> _Selected excerpt_:
*-*-*
Could Alfredo, known for his goodwill and generosity, have been so ungenerous to his own family in his last will and testament, leaving nearly everything to his most recent wife? Although the will was signed by five witnesses, among them Conrado, Alfredo's good friend Paulinho, and some of Alfredo's most trusted associates, there was something not right about it, at least for Alfredo's closely knit family.

For Regina, Alfredo's death would dominate the rest of her life, and she would use every available legal means to try to thwart Lily's efforts to take over her son's business and inheritance.

For Lily, Alfredo's death marked the beginning of a new life. Two months shy of her thirty-fifth birthday, she began her transformation into one of the world's richest and most glamorous women.

“After Fred's death, she wanted to remake her life,” said her former schoolmate, Ana Bentes Bloch. “And she clearly transformed herself into a major high-society figure.”

Remarkably for someone unschooled in the ways of international finance, Lily acted swiftly and with great efficiency in the hours after Alfredo's death to secure the Monteverde family fortune.

But the speed and alacrity with which this grieving widow set the next phase of her life in motion surprised even her closest friends. Shortly after Alfredo's death, Ponto Frio executives canceled the powers of attorney that Rosy and her husband held on Alfredo's accounts at banks in Switzerland and Lily began making arrangements to leave Brazil.

She was in such a hurry to leave the country that she didn't bother to pack any of her clothes. When Lily's friends Marcelo and Klara Steinfeld bought the Icatu house from Lily in January 1973, they found everything intact—her clothes were still hanging in the closets and the family's furniture was still in place. Everything, except a few valuable paintings, was left at the house on Rua Icatu under the watchful eye of Waldomiro Alves and the Irish wolfhounds. Lily took the four children, moved into a suite of rooms at the Copacabana Palace, and began the mad preparations to settle in London.
*-*-*
> _Tasks to complete_:
1: In the excerpt about Alfredo's death, who bought the Icatu house from Lily, and when?
2: Pick up the excerpt about Alfredo's death where it stops and keep writing.
The entries play no part in what is asked here.
*-*-*
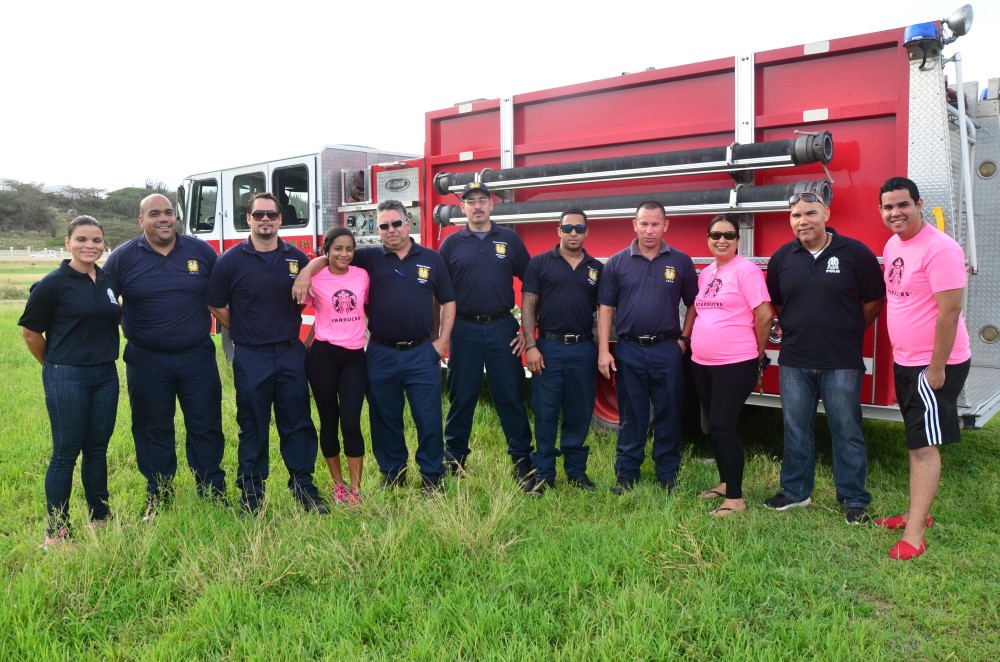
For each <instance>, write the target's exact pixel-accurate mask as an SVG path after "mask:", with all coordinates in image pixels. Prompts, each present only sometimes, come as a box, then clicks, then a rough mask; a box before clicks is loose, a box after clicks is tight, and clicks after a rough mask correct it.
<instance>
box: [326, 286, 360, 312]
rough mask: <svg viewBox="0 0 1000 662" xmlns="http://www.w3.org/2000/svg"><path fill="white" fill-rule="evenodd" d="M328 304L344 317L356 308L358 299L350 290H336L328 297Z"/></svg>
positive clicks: (357, 303)
mask: <svg viewBox="0 0 1000 662" xmlns="http://www.w3.org/2000/svg"><path fill="white" fill-rule="evenodd" d="M330 302H331V303H332V304H333V309H334V310H336V311H337V312H338V313H340V314H341V315H346V314H347V313H349V312H351V311H353V310H354V309H355V308H357V307H358V297H357V295H356V294H354V292H351V291H350V290H337V291H336V292H334V293H333V296H332V297H330Z"/></svg>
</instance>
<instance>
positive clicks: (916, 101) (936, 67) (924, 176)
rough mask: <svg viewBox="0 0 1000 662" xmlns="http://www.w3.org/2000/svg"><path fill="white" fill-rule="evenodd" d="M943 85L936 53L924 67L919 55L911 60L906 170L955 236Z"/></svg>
mask: <svg viewBox="0 0 1000 662" xmlns="http://www.w3.org/2000/svg"><path fill="white" fill-rule="evenodd" d="M944 89H945V84H944V72H943V71H942V69H941V60H940V58H939V57H934V58H928V59H927V62H926V64H925V65H924V69H923V70H921V60H920V59H914V60H911V62H910V98H909V116H910V125H909V141H908V143H909V144H908V147H907V165H908V168H907V169H908V173H907V174H908V176H909V178H910V179H912V180H913V181H915V182H916V183H917V185H918V186H919V187H920V195H921V196H923V198H924V209H925V210H926V211H927V212H930V210H931V209H933V208H935V207H940V208H941V211H942V212H943V213H944V218H945V224H946V226H947V229H948V232H949V233H950V234H952V236H954V231H955V227H954V225H955V200H954V198H953V191H954V190H955V186H954V184H953V177H954V173H955V170H954V167H953V165H952V163H953V159H952V152H951V144H952V140H951V135H950V128H949V127H950V124H949V122H948V120H947V117H948V111H947V108H946V103H947V102H946V99H945V94H944ZM887 176H888V175H887Z"/></svg>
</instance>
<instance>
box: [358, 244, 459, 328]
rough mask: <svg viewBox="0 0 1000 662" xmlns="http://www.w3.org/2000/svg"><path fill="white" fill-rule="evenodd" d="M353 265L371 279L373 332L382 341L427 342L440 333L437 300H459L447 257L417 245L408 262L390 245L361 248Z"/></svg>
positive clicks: (371, 320)
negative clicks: (397, 255) (395, 250)
mask: <svg viewBox="0 0 1000 662" xmlns="http://www.w3.org/2000/svg"><path fill="white" fill-rule="evenodd" d="M352 264H354V265H355V266H358V267H361V268H362V269H364V270H365V271H367V272H368V276H369V278H371V284H370V285H369V294H368V301H369V303H368V330H369V331H371V334H372V336H373V337H375V338H378V339H380V340H389V341H393V342H400V341H404V342H405V341H408V340H420V339H423V338H426V337H427V336H429V335H431V334H432V333H433V332H434V299H437V300H438V303H442V304H444V303H450V302H452V301H454V300H455V290H454V288H453V287H452V282H451V276H450V275H449V274H448V267H447V266H446V265H445V263H444V259H442V257H441V255H440V254H439V253H438V252H437V251H435V250H432V249H430V248H424V247H423V246H421V245H420V244H418V243H416V242H413V243H412V245H411V246H410V251H409V252H408V253H407V254H406V257H405V258H403V259H402V260H400V259H399V257H398V256H397V255H396V254H395V253H393V252H392V251H390V250H389V249H388V248H386V247H385V246H366V247H363V248H358V249H357V250H356V251H355V252H354V260H353V262H352Z"/></svg>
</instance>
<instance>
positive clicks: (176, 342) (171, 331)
mask: <svg viewBox="0 0 1000 662" xmlns="http://www.w3.org/2000/svg"><path fill="white" fill-rule="evenodd" d="M218 259H219V256H218V255H216V253H215V249H213V248H212V247H211V246H209V245H208V244H207V243H205V242H204V241H202V240H201V239H196V238H195V237H188V236H186V235H181V234H178V235H177V242H176V243H175V244H174V247H173V248H172V249H171V251H170V252H169V253H168V254H166V255H161V254H160V253H157V252H156V251H155V250H153V248H152V247H151V246H150V245H149V242H147V241H146V237H145V236H143V235H140V236H138V237H136V238H135V239H132V240H129V241H127V242H125V243H124V244H122V245H121V246H119V247H118V248H116V249H115V250H114V252H112V253H111V255H110V256H109V257H108V261H107V262H106V263H105V265H104V269H105V271H107V272H108V274H109V275H110V276H111V277H112V278H114V280H115V282H116V284H117V286H118V292H119V294H121V297H122V331H124V332H125V337H126V338H127V339H128V340H129V342H132V343H135V344H136V345H138V346H140V347H145V348H146V349H153V350H157V351H161V352H177V351H180V350H184V349H188V348H189V347H194V346H195V345H197V344H198V343H199V342H201V341H203V340H204V339H205V336H206V335H208V334H209V333H210V332H211V328H212V316H211V314H210V313H209V312H208V308H206V304H205V292H206V290H207V289H208V278H209V276H210V275H211V274H212V268H213V267H214V266H215V262H216V260H218Z"/></svg>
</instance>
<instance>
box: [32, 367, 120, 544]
mask: <svg viewBox="0 0 1000 662" xmlns="http://www.w3.org/2000/svg"><path fill="white" fill-rule="evenodd" d="M42 384H43V386H44V387H45V406H46V408H47V409H48V410H49V422H50V424H51V426H52V459H51V460H49V468H48V470H47V471H46V472H45V499H46V501H47V506H48V514H49V533H50V534H52V533H53V532H55V531H58V530H59V529H60V528H64V527H68V526H69V497H70V494H71V493H72V490H73V470H74V468H75V467H76V458H77V457H79V456H80V455H82V456H83V460H82V461H81V462H80V479H81V481H82V482H83V492H84V495H85V496H86V497H87V508H88V510H89V512H90V519H91V520H94V521H98V520H103V519H106V518H107V517H108V512H109V511H108V441H109V440H110V439H111V433H112V432H114V429H115V417H116V416H117V414H118V370H117V368H115V363H114V361H111V362H108V363H102V364H100V365H96V366H75V365H65V364H63V363H46V364H45V365H44V366H43V367H42Z"/></svg>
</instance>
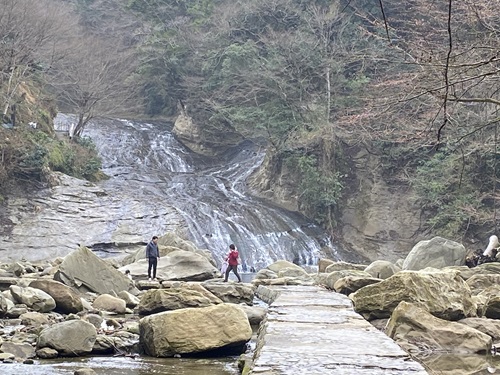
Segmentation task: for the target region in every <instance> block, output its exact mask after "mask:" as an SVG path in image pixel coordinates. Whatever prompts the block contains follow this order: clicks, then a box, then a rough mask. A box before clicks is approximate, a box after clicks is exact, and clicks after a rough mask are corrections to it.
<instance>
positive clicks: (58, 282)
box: [30, 279, 83, 314]
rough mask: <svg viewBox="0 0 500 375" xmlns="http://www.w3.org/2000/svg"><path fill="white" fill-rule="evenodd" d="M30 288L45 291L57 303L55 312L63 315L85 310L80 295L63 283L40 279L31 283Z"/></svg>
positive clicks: (33, 281)
mask: <svg viewBox="0 0 500 375" xmlns="http://www.w3.org/2000/svg"><path fill="white" fill-rule="evenodd" d="M30 287H32V288H37V289H40V290H43V291H44V292H45V293H47V294H48V295H50V296H51V297H52V298H53V299H54V301H55V302H56V308H55V310H56V311H57V312H60V313H62V314H72V313H74V314H76V313H78V312H80V311H82V310H83V305H82V301H81V299H80V296H79V295H78V293H76V292H75V291H74V290H73V289H72V288H70V287H69V286H67V285H64V284H63V283H61V282H59V281H55V280H49V279H38V280H34V281H32V282H31V283H30Z"/></svg>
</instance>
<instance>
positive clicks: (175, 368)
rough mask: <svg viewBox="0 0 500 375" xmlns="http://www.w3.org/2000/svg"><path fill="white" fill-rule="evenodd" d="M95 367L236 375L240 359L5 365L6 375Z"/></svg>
mask: <svg viewBox="0 0 500 375" xmlns="http://www.w3.org/2000/svg"><path fill="white" fill-rule="evenodd" d="M84 367H85V368H91V369H93V370H94V371H95V373H96V374H97V375H154V374H165V375H166V374H169V375H235V374H239V372H238V368H237V364H236V358H221V359H187V358H186V359H185V358H151V357H140V358H135V359H133V358H128V357H81V358H64V359H58V360H40V361H36V362H35V365H23V364H17V363H14V364H4V365H2V369H1V374H2V375H19V374H23V373H25V374H30V375H66V374H67V375H73V374H74V372H75V370H77V369H79V368H84Z"/></svg>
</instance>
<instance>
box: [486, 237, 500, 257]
mask: <svg viewBox="0 0 500 375" xmlns="http://www.w3.org/2000/svg"><path fill="white" fill-rule="evenodd" d="M499 245H500V243H498V237H497V236H495V235H493V236H490V243H489V244H488V247H487V248H486V250H484V253H483V255H484V256H485V257H493V250H495V249H496V248H497V247H498V246H499Z"/></svg>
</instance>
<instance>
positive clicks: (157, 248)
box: [146, 241, 160, 258]
mask: <svg viewBox="0 0 500 375" xmlns="http://www.w3.org/2000/svg"><path fill="white" fill-rule="evenodd" d="M159 257H160V252H159V251H158V245H157V244H155V243H154V242H153V241H149V243H148V246H146V258H159Z"/></svg>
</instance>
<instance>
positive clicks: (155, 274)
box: [146, 236, 160, 281]
mask: <svg viewBox="0 0 500 375" xmlns="http://www.w3.org/2000/svg"><path fill="white" fill-rule="evenodd" d="M146 258H147V259H148V280H149V281H151V270H152V271H153V280H156V267H157V266H158V260H159V259H160V251H159V250H158V237H157V236H153V239H152V240H151V241H149V243H148V246H146Z"/></svg>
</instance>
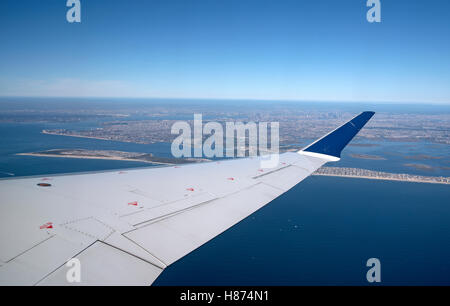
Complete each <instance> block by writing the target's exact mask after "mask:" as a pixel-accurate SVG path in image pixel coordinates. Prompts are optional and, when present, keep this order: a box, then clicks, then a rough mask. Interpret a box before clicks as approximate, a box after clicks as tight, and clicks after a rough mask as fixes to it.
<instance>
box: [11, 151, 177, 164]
mask: <svg viewBox="0 0 450 306" xmlns="http://www.w3.org/2000/svg"><path fill="white" fill-rule="evenodd" d="M16 155H20V156H37V157H59V158H78V159H103V160H117V161H131V162H141V163H147V164H155V165H167V166H173V165H175V164H174V163H163V162H155V161H149V160H143V159H132V158H122V157H119V156H87V155H59V154H41V153H16Z"/></svg>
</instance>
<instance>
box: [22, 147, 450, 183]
mask: <svg viewBox="0 0 450 306" xmlns="http://www.w3.org/2000/svg"><path fill="white" fill-rule="evenodd" d="M17 155H27V156H44V157H65V158H67V157H68V158H89V159H108V160H120V161H134V162H144V163H152V164H162V165H175V164H185V163H196V162H207V161H210V160H208V159H203V158H170V157H157V156H153V154H151V153H138V152H123V151H112V150H85V149H54V150H47V151H40V152H31V153H18V154H17ZM313 175H322V176H337V177H353V178H365V179H375V180H388V181H402V182H416V183H434V184H450V178H449V177H438V176H421V175H414V174H405V173H389V172H382V171H374V170H367V169H359V168H345V167H322V168H320V169H318V170H317V171H316V172H314V173H313Z"/></svg>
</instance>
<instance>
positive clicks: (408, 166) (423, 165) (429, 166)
mask: <svg viewBox="0 0 450 306" xmlns="http://www.w3.org/2000/svg"><path fill="white" fill-rule="evenodd" d="M403 166H405V167H410V168H414V169H417V170H424V171H432V170H433V167H432V166H429V165H425V164H403Z"/></svg>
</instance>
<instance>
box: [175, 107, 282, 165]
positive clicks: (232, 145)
mask: <svg viewBox="0 0 450 306" xmlns="http://www.w3.org/2000/svg"><path fill="white" fill-rule="evenodd" d="M269 127H270V143H269V137H268V130H269ZM171 133H172V134H178V135H179V136H178V137H176V138H175V139H174V141H173V142H172V146H171V151H172V155H173V156H174V157H177V158H179V157H185V158H189V157H206V158H215V157H219V158H220V157H244V156H257V155H261V167H262V168H274V167H276V166H277V165H278V153H279V123H278V122H270V124H269V123H268V122H259V123H258V124H256V123H255V122H247V123H243V122H226V123H225V133H224V128H223V126H222V124H220V123H219V122H213V121H210V122H207V123H206V124H204V125H203V119H202V115H201V114H194V121H193V131H192V127H191V125H190V124H189V122H187V121H178V122H176V123H175V124H173V126H172V128H171ZM224 142H225V146H224ZM247 143H248V147H247ZM258 153H259V154H258Z"/></svg>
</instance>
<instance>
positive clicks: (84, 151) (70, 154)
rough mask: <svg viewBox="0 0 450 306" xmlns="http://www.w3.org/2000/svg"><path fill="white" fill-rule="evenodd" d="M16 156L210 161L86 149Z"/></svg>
mask: <svg viewBox="0 0 450 306" xmlns="http://www.w3.org/2000/svg"><path fill="white" fill-rule="evenodd" d="M16 155H26V156H41V157H64V158H81V159H107V160H120V161H133V162H143V163H151V164H157V165H175V164H185V163H195V162H204V161H208V159H204V158H170V157H157V156H153V154H151V153H138V152H123V151H113V150H85V149H54V150H47V151H40V152H30V153H17V154H16Z"/></svg>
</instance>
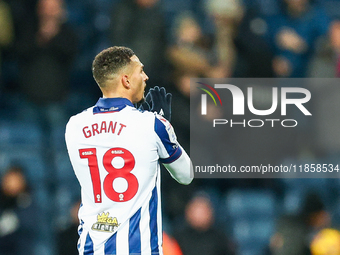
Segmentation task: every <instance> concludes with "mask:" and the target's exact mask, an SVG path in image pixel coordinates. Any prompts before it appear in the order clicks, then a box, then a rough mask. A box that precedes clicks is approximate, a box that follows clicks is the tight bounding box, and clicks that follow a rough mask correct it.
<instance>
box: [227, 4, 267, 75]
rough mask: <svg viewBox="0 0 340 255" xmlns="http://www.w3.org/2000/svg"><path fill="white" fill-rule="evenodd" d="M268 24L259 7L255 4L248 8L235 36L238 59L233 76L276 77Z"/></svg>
mask: <svg viewBox="0 0 340 255" xmlns="http://www.w3.org/2000/svg"><path fill="white" fill-rule="evenodd" d="M268 26H269V24H268V22H267V19H266V17H265V16H264V15H263V14H261V12H260V10H259V8H257V7H256V6H254V7H253V8H251V9H247V10H246V12H245V14H244V17H243V19H242V21H241V22H240V25H239V27H238V30H237V35H236V38H235V46H236V50H237V59H236V63H235V69H234V74H233V77H240V78H243V77H249V78H257V77H258V78H269V77H274V72H273V68H272V62H273V55H274V54H273V49H272V48H271V47H270V45H269V43H268V41H267V36H268Z"/></svg>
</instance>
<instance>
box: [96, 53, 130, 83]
mask: <svg viewBox="0 0 340 255" xmlns="http://www.w3.org/2000/svg"><path fill="white" fill-rule="evenodd" d="M133 55H135V53H134V52H133V51H132V50H131V49H130V48H127V47H123V46H114V47H110V48H107V49H105V50H103V51H102V52H100V53H99V54H98V55H97V56H96V57H95V58H94V60H93V63H92V74H93V78H94V79H95V81H96V82H97V84H98V85H99V87H104V86H105V82H106V80H107V78H108V77H109V76H110V75H113V74H115V73H117V72H118V71H119V70H120V69H121V68H122V67H125V66H126V65H128V64H129V63H130V62H131V59H130V58H131V57H132V56H133Z"/></svg>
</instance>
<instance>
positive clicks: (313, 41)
mask: <svg viewBox="0 0 340 255" xmlns="http://www.w3.org/2000/svg"><path fill="white" fill-rule="evenodd" d="M282 4H283V9H282V13H281V14H280V15H275V16H272V17H271V18H270V19H269V21H268V24H269V37H270V41H271V43H272V45H273V46H274V59H273V70H274V72H275V75H276V76H277V77H306V72H307V67H308V63H309V60H310V58H311V57H312V56H313V54H314V51H315V43H316V40H317V39H318V38H319V37H320V36H322V35H325V34H326V33H327V31H328V27H329V18H328V16H327V15H326V13H325V12H324V11H323V9H322V8H320V7H319V6H314V5H312V4H311V3H310V0H284V1H282Z"/></svg>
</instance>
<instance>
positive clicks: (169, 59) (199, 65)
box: [168, 12, 227, 78]
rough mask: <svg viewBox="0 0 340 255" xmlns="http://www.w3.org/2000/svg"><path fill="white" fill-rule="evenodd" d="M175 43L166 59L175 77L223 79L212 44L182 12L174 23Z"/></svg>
mask: <svg viewBox="0 0 340 255" xmlns="http://www.w3.org/2000/svg"><path fill="white" fill-rule="evenodd" d="M174 36H175V43H174V45H172V46H171V47H169V50H168V58H169V60H170V62H171V63H172V65H173V66H174V69H175V75H177V76H182V77H183V78H185V77H187V78H190V77H207V78H223V77H225V76H226V75H227V73H226V71H227V70H226V69H225V68H224V67H223V66H220V65H218V64H219V63H218V58H217V55H216V52H215V53H214V50H213V47H212V43H211V41H210V40H209V38H207V37H206V36H205V35H204V34H203V33H202V30H201V27H200V26H199V24H198V22H197V21H196V20H195V18H194V16H193V15H192V14H191V13H189V12H182V13H181V14H179V15H178V17H177V19H176V20H175V23H174Z"/></svg>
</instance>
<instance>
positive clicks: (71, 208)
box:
*-*-*
> _Task-by-task results_:
1: Marcelo and Klara Steinfeld bought it in January 1973.

2:
At one point, Lily asked Laurinda if she wanted to accompany her to England. Laurinda declined, saying that she needed to remain in Rio to look after her two boys, Ademir and Adilson.

“That's when I told her about my dream, and the macumba on Seu Alfredo's shirt,” said Laurinda. “I felt it was important for her to know what might have happened to Seu Alfredo.” Laurinda also told her that a recent tarot card reading had shown her that Lily would end her life as a widow in mourning.

Laurinda thought she was imparting important information to her employer at what must surely have been the most difficult moment of her life. Lily smiled weakly and thanked the housekeeper for her concern. But she wasn't superstitious, she informed Laurinda. She didn't believe in dreams, in tarot cards, and certainly not in macumba curses, she told Laurinda.

But Laurinda's warning—that she would be doomed to wear mourning for the rest of her life—would come back to haunt her.

“I tried to warn her because I saw that she was really suffering, and she just kept losing weight,” said Laurinda. “You could tell that Seu Alfredo's death had really knocked her out.”

Or pushed her forward. On September 15, less than a month after Alfredo's death, the grieving widow was on her way to London, where she would move quickly to ensure by every legal means available to her that she was in complete control of the entire Monteverde family fortune.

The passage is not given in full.